▶ INSTRUCTIONS FOR THE TASK
Please copy the listing below line for line, keeping every character unchanged.

▶ DATA FOR THIS EXERCISE

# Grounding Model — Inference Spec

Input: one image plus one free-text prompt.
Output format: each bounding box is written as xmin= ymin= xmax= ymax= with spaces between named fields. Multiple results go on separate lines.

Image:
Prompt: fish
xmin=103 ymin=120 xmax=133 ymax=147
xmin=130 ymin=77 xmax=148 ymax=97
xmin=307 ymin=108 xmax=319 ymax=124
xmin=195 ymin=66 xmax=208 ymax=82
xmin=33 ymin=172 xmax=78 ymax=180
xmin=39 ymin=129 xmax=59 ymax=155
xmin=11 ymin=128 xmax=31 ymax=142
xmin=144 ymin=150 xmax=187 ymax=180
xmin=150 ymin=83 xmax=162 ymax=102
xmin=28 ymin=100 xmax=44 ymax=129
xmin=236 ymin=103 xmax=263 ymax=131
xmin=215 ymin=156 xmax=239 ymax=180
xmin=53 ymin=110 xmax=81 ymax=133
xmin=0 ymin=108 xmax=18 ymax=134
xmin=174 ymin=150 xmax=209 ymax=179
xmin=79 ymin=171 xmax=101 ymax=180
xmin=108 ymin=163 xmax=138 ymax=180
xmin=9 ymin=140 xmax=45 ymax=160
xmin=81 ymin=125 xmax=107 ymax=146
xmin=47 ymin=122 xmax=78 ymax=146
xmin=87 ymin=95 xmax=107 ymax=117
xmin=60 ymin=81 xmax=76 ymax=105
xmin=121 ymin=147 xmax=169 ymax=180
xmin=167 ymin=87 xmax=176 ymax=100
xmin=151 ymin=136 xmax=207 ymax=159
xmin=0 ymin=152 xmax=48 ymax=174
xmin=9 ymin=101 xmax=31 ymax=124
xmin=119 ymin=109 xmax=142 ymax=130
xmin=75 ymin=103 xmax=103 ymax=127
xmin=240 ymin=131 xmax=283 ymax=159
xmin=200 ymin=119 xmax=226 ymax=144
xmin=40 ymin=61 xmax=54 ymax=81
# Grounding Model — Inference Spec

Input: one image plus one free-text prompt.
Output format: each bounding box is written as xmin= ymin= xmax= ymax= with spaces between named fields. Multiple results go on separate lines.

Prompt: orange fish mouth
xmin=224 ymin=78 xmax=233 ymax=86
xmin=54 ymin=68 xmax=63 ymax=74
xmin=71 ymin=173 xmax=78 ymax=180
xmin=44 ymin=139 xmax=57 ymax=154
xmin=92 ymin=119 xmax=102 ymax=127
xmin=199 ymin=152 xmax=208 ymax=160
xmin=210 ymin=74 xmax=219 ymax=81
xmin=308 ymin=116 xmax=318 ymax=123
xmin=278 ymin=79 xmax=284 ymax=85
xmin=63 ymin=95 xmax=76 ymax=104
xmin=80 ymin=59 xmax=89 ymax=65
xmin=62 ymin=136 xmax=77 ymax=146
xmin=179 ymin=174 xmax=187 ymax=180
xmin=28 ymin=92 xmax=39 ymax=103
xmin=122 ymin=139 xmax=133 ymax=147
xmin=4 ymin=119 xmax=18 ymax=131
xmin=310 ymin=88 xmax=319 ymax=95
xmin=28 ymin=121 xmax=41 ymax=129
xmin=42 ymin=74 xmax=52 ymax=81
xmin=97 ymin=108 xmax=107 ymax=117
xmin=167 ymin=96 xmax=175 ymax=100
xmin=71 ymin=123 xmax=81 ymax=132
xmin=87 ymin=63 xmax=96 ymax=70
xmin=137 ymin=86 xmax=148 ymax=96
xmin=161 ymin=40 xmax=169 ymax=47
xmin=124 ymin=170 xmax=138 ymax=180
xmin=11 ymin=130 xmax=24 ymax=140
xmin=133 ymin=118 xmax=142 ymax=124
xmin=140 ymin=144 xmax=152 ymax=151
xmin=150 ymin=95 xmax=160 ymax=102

▶ ANSWER IN FULL
# Grounding Model — Inference Spec

Input: one image plus one free-text prompt.
Output format: each bounding box is written as xmin= ymin= xmax= ymax= with spaces between named fields. Multiple results go on separate lines.

Image:
Prompt: fish
xmin=103 ymin=120 xmax=133 ymax=147
xmin=130 ymin=77 xmax=148 ymax=97
xmin=307 ymin=108 xmax=319 ymax=124
xmin=195 ymin=66 xmax=208 ymax=82
xmin=33 ymin=172 xmax=78 ymax=180
xmin=39 ymin=129 xmax=59 ymax=155
xmin=11 ymin=128 xmax=31 ymax=142
xmin=144 ymin=150 xmax=187 ymax=180
xmin=150 ymin=83 xmax=162 ymax=102
xmin=28 ymin=100 xmax=44 ymax=129
xmin=236 ymin=103 xmax=263 ymax=131
xmin=215 ymin=156 xmax=239 ymax=180
xmin=53 ymin=110 xmax=81 ymax=133
xmin=0 ymin=108 xmax=18 ymax=134
xmin=174 ymin=150 xmax=209 ymax=179
xmin=79 ymin=171 xmax=101 ymax=180
xmin=108 ymin=163 xmax=138 ymax=180
xmin=9 ymin=140 xmax=45 ymax=160
xmin=81 ymin=125 xmax=107 ymax=146
xmin=47 ymin=122 xmax=78 ymax=146
xmin=87 ymin=95 xmax=107 ymax=117
xmin=60 ymin=81 xmax=76 ymax=105
xmin=121 ymin=147 xmax=169 ymax=180
xmin=167 ymin=87 xmax=176 ymax=100
xmin=151 ymin=136 xmax=207 ymax=159
xmin=0 ymin=152 xmax=48 ymax=174
xmin=9 ymin=101 xmax=31 ymax=124
xmin=119 ymin=109 xmax=142 ymax=130
xmin=75 ymin=103 xmax=103 ymax=127
xmin=240 ymin=131 xmax=283 ymax=159
xmin=200 ymin=119 xmax=226 ymax=144
xmin=40 ymin=61 xmax=54 ymax=81
# Grounding Model — Inference Spec

Input: one image plus one free-text prompt.
Output format: each bounding box is written as xmin= ymin= xmax= ymax= with spaces between named fields. Multiple results go on separate lines.

Prompt: orange fish mouth
xmin=224 ymin=78 xmax=233 ymax=86
xmin=54 ymin=68 xmax=63 ymax=74
xmin=71 ymin=173 xmax=78 ymax=180
xmin=44 ymin=139 xmax=57 ymax=154
xmin=92 ymin=119 xmax=102 ymax=127
xmin=199 ymin=152 xmax=208 ymax=160
xmin=210 ymin=74 xmax=219 ymax=81
xmin=308 ymin=116 xmax=318 ymax=123
xmin=278 ymin=79 xmax=284 ymax=85
xmin=63 ymin=95 xmax=76 ymax=104
xmin=80 ymin=59 xmax=89 ymax=65
xmin=62 ymin=136 xmax=77 ymax=146
xmin=179 ymin=174 xmax=187 ymax=180
xmin=28 ymin=92 xmax=39 ymax=103
xmin=122 ymin=139 xmax=133 ymax=147
xmin=4 ymin=119 xmax=18 ymax=131
xmin=310 ymin=88 xmax=319 ymax=95
xmin=28 ymin=121 xmax=41 ymax=129
xmin=42 ymin=74 xmax=52 ymax=81
xmin=97 ymin=108 xmax=107 ymax=117
xmin=167 ymin=96 xmax=175 ymax=100
xmin=71 ymin=123 xmax=81 ymax=132
xmin=87 ymin=63 xmax=96 ymax=70
xmin=137 ymin=86 xmax=148 ymax=96
xmin=161 ymin=40 xmax=169 ymax=47
xmin=124 ymin=170 xmax=138 ymax=180
xmin=11 ymin=130 xmax=24 ymax=140
xmin=133 ymin=118 xmax=142 ymax=124
xmin=140 ymin=144 xmax=152 ymax=151
xmin=150 ymin=95 xmax=160 ymax=102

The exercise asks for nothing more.